◆ Problem to work on ◆
Scale the records below, from the line containing "Practice: put a marker on each instance of the bundle" through the end of the records, and reproduce every line in that range. Multiply each pixel coordinate in the answers by 0.65 and round it to a whole number, with halves rounded up, and leave all other numbers unchanged.

►

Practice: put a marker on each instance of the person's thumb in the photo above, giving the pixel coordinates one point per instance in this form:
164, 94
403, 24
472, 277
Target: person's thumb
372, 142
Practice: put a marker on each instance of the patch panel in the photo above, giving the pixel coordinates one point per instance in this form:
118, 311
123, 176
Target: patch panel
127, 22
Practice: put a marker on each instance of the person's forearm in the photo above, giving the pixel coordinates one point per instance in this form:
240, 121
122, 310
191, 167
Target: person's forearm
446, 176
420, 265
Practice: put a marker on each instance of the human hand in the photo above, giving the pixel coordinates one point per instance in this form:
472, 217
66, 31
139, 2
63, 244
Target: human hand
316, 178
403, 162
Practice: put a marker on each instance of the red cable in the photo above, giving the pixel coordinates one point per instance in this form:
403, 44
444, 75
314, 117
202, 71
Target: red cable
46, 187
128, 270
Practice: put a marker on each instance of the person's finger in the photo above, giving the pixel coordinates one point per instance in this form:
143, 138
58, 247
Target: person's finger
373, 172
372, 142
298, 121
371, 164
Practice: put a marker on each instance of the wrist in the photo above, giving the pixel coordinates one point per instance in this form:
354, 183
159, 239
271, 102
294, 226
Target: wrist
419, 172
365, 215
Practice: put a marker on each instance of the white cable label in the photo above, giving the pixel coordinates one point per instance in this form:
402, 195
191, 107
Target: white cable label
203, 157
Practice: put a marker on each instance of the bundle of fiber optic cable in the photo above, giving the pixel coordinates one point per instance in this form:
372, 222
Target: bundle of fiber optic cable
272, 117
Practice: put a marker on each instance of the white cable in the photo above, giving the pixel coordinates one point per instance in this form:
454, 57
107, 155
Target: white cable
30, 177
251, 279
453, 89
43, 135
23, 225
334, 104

◄

◆ Exercise solution ◆
Practice: put a marker on each instance of the bundle of fiber optic cable in the photo above, giving the pixel coordinates one point per instance in this form:
372, 222
Target: bundle of fiber optic cable
177, 76
Practice: put a marker on each instance of the white cable in the photo above, giving the pixel coordinates one point per instance in this form:
454, 57
107, 155
Target: white cable
20, 115
163, 181
294, 58
28, 88
15, 146
217, 68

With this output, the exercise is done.